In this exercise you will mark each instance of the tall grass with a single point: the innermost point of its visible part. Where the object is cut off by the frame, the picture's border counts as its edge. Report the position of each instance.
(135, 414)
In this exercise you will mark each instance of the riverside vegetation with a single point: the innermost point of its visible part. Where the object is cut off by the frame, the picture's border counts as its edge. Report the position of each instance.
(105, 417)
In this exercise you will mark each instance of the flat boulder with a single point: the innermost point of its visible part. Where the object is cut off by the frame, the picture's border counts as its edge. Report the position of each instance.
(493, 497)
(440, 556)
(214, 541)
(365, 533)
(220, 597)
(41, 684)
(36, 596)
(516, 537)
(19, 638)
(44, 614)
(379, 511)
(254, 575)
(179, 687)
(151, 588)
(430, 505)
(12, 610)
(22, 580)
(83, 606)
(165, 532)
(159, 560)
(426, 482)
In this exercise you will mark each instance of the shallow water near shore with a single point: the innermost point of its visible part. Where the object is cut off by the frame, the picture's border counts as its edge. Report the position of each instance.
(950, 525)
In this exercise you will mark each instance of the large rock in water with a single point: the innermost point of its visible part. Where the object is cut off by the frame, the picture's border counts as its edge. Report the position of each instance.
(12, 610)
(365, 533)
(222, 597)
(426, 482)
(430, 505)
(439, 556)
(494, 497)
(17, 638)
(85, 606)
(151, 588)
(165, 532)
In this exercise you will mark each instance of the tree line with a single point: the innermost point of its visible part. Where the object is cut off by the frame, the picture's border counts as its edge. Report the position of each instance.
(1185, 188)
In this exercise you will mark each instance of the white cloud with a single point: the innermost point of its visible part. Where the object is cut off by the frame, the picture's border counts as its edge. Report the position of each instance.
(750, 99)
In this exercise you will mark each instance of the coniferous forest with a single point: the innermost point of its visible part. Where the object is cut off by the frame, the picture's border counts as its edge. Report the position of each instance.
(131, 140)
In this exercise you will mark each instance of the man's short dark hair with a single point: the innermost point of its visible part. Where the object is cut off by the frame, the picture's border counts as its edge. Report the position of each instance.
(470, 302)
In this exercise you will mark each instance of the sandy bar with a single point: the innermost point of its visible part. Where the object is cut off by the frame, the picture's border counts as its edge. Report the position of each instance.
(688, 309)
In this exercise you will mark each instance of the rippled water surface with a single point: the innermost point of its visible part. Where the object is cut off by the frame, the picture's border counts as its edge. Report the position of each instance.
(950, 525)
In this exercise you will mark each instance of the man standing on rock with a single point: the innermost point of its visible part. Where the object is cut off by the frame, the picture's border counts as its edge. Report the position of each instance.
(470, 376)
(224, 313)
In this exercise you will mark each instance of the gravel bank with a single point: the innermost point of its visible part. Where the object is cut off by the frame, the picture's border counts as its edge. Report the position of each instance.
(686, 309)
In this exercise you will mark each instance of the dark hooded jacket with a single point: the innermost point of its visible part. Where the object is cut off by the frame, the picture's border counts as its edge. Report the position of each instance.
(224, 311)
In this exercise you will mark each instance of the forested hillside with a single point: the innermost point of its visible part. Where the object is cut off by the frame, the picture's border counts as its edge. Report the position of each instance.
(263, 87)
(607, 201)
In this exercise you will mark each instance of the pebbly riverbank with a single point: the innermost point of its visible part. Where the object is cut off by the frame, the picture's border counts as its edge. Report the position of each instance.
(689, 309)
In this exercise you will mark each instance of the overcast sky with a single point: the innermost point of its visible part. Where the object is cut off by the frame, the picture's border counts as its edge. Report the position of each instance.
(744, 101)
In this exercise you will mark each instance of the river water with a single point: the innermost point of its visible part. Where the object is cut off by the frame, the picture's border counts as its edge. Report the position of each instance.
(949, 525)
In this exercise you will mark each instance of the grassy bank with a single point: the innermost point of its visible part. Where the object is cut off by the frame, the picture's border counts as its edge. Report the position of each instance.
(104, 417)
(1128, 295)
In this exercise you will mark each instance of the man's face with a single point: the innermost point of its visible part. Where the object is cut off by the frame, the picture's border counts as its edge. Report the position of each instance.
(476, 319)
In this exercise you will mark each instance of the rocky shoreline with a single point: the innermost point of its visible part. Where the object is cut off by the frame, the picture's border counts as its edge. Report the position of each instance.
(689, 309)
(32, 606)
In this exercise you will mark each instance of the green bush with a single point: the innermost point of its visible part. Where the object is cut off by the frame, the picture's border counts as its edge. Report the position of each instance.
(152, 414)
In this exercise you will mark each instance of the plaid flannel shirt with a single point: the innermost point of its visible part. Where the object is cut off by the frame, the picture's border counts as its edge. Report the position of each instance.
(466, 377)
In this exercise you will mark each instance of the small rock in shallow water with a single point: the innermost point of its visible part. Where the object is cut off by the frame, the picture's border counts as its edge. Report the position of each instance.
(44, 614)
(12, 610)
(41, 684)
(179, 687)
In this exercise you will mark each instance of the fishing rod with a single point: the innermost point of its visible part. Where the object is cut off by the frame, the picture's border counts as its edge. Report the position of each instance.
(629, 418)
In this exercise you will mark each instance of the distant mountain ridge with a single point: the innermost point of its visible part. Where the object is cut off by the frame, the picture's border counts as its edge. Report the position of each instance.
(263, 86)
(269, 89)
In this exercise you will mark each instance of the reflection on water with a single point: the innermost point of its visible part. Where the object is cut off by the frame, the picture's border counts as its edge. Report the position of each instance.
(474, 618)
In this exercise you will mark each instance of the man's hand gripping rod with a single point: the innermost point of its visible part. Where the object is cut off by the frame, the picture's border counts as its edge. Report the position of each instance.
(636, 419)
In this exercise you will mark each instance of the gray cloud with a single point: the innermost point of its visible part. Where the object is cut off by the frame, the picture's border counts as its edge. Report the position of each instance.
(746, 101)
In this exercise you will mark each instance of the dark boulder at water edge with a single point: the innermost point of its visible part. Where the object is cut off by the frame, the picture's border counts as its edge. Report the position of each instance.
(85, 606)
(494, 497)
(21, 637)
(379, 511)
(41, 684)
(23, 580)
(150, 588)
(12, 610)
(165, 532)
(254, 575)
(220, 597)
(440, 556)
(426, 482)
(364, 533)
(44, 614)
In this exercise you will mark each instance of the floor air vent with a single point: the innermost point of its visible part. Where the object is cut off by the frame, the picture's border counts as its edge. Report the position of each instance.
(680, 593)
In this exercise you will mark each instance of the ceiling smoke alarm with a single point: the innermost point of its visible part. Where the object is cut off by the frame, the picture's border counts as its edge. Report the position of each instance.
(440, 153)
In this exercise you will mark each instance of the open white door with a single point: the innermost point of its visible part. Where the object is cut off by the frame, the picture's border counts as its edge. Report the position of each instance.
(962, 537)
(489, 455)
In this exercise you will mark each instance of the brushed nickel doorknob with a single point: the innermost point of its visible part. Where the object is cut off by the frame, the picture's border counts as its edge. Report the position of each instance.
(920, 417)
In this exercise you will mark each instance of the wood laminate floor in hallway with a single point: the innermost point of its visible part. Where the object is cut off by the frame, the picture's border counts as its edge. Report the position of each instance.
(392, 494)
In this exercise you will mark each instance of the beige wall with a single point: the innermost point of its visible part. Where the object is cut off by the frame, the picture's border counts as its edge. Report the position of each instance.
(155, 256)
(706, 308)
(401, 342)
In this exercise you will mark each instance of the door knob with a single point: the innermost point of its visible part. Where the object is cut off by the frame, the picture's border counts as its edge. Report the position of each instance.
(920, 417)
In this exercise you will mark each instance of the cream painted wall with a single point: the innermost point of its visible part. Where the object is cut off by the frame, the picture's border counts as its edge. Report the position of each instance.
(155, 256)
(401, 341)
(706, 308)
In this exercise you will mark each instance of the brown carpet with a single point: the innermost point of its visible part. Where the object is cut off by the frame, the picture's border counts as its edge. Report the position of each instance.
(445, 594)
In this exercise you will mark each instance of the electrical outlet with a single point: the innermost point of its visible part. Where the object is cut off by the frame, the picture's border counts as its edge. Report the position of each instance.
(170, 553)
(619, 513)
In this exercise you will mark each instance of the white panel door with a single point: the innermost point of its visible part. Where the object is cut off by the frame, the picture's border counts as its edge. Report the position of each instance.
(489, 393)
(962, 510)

____

**Written exercise:**
For this exercise, please retype exactly the lines in the listing from the line with "In this exercise you will mark each instance of the wood" through its last line, both ends included.

**Reply to the task:**
In this exercise you will mark each instance of the wood laminate floor in hallway with a single point: the innermost point of its visible part. Where the object is cut off by the frame, the picture's border counts as its edge. Report the position of each instance.
(392, 494)
In this exercise you will mark each instance of the beige wall with a single point: the innermost point of its visible part. Where the object is cut off by the frame, the picture's border counts as its edge. Report the position of each instance.
(155, 256)
(706, 308)
(401, 342)
In this exercise you will mark each instance of the door knob with a single point: the innermost point of its visible part. Where the object is cut off by the frame, the picture's border counts as its edge. Report the position of each instance.
(920, 417)
In this exercise you will mark each instance of the cream painted wall with a single point: the innermost point of its visible part. Where the object is cut off by the frame, the picture's border counts as its edge. Report the position of each instance.
(155, 256)
(401, 341)
(706, 308)
In this exercise you will mark each instance of the brown carpet with a single point: the innermost point of its visible part. Where the object is cut off by the frame, the picture's border counts as its edge. Report the position of each instance.
(445, 594)
In this exercise you will mark each instance of the electrical outlet with a single point: the innermost point of its visible part. Where the object is cut off by the frame, the picture's border counts as its edge. Report the position of each instance.
(170, 553)
(619, 513)
In this exercise you will mark each instance of the white panel door with a single point: the innermost point of its visible part. Where the object is cut off by the frame, the picture's border counts as its edge. Report the position of each instance.
(489, 393)
(962, 510)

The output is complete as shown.